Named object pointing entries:
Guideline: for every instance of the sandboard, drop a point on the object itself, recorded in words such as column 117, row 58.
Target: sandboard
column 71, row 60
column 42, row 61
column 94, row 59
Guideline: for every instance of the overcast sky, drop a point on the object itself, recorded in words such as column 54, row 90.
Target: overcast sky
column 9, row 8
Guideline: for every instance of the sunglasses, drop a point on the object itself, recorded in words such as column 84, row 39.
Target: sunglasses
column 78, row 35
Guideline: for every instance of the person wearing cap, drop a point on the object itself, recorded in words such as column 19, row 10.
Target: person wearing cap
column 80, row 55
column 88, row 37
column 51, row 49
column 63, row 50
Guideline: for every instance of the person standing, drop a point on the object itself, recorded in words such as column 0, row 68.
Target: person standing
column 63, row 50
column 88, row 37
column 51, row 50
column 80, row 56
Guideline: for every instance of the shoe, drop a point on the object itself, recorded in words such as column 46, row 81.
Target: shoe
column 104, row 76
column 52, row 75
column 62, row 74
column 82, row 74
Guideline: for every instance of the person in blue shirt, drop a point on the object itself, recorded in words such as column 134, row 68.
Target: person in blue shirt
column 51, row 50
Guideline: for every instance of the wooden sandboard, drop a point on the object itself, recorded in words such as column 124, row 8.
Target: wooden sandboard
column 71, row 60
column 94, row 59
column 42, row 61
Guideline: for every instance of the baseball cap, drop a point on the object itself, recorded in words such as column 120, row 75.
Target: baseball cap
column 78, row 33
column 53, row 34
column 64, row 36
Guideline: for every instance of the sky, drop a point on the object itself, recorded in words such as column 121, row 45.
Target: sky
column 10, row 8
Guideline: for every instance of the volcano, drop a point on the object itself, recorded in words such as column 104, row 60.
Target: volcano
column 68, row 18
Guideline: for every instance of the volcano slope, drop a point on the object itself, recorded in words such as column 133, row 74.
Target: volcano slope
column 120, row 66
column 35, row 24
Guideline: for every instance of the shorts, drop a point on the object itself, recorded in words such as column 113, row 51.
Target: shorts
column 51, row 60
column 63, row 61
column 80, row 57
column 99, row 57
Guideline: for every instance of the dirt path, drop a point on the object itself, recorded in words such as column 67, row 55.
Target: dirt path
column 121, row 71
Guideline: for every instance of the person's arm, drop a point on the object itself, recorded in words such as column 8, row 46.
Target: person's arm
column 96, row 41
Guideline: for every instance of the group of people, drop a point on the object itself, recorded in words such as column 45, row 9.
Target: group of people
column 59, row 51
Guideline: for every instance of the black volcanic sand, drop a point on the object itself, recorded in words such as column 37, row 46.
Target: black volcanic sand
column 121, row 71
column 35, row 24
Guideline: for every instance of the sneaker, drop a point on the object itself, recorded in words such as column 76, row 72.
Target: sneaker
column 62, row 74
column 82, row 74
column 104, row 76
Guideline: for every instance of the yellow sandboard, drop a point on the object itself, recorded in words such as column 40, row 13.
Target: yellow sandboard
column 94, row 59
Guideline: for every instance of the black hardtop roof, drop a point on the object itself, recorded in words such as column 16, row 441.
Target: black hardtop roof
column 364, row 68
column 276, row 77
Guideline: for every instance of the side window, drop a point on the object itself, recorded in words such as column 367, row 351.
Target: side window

> TASK STATEMENT
Every record should be given again exactly.

> RESPONSE BELOW
Guideline: for every instance of the sandboard, drop a point on the object itself, recorded in words such as column 117, row 58.
Target: sandboard
column 71, row 60
column 42, row 61
column 94, row 59
Guideline: for every instance of the overcast sky, drop a point on the object itself, recorded in words such as column 54, row 90.
Target: overcast sky
column 9, row 8
Guideline: for every instance of the sunglasses, drop a point on the object itself, recorded in words such as column 84, row 39.
Target: sunglasses
column 78, row 35
Guideline: for every instance of the person wearing cap, drop a point on the object itself, recorded in words such as column 19, row 10.
Target: person wearing cap
column 80, row 55
column 88, row 37
column 51, row 49
column 63, row 50
Guideline: for every instance of the person standing, drop a point on the object itself, recorded in words such as column 0, row 68.
Target: person standing
column 63, row 50
column 88, row 37
column 51, row 50
column 80, row 56
Guideline: for every instance of the shoe, drop a point on the object itself, recorded in words such as column 46, row 81.
Target: shoe
column 104, row 76
column 52, row 75
column 62, row 74
column 82, row 74
Guideline: for every instance of the person in blue shirt, drop a point on the object itself, recorded in words such as column 134, row 68.
Target: person in blue shirt
column 51, row 50
Guideline: for every instance of the wooden sandboard, drop a point on the object itself, recorded in words such as column 124, row 8.
Target: wooden sandboard
column 71, row 60
column 94, row 59
column 42, row 61
Guideline: for every instance of the baseball cap, drop a point on the object itself, recorded in words such as column 120, row 75.
Target: baseball cap
column 78, row 33
column 53, row 34
column 64, row 36
Guideline: for every instance of the sky, drop a point on the object itself, recorded in words such as column 121, row 45.
Target: sky
column 10, row 8
Guideline: for every instance of the volcano, drop a point on the object itself, recorded in words such as column 104, row 60.
Target: volcano
column 68, row 18
Guideline: for every instance of the volcano slope, drop a point on the object itself, recorded in words such as column 133, row 74.
Target: volcano slope
column 120, row 66
column 35, row 24
Guideline: for every instance of the shorts, drop a point on the object itself, recorded in words such as column 113, row 51.
Target: shorts
column 51, row 60
column 63, row 61
column 80, row 57
column 99, row 57
Guideline: for every instance of the dirt path, drop a point on the object itself, recorded in words such as column 67, row 55.
Target: dirt path
column 121, row 71
Guideline: for every instance of the person's arm, drop a point on the object itself, recorded in words such as column 8, row 46.
Target: person's arm
column 96, row 41
Guideline: for every instance of the group of people, drop a point on the object itself, recorded in words such as column 45, row 9.
Target: group of people
column 59, row 51
Guideline: for every instance of the black volcanic sand, drop a point on the object itself, recorded in words such as column 37, row 46.
Target: black volcanic sand
column 121, row 71
column 35, row 24
Guideline: for every instance of the sneaker, drop a point on the object itself, recorded in words such as column 76, row 72.
Target: sneaker
column 62, row 74
column 82, row 74
column 104, row 76
Guideline: for every instance of the yellow sandboard, drop a point on the object itself, recorded in words such as column 40, row 13.
Target: yellow sandboard
column 94, row 59
Guideline: for every instance of the black hardtop roof, drop a point on the object itself, recorded in words such as column 16, row 441.
Target: black hardtop roof
column 364, row 68
column 276, row 77
Guideline: for every instance of the side window, drop a point on the object itself, recorded in words such as column 367, row 351.
Target: side window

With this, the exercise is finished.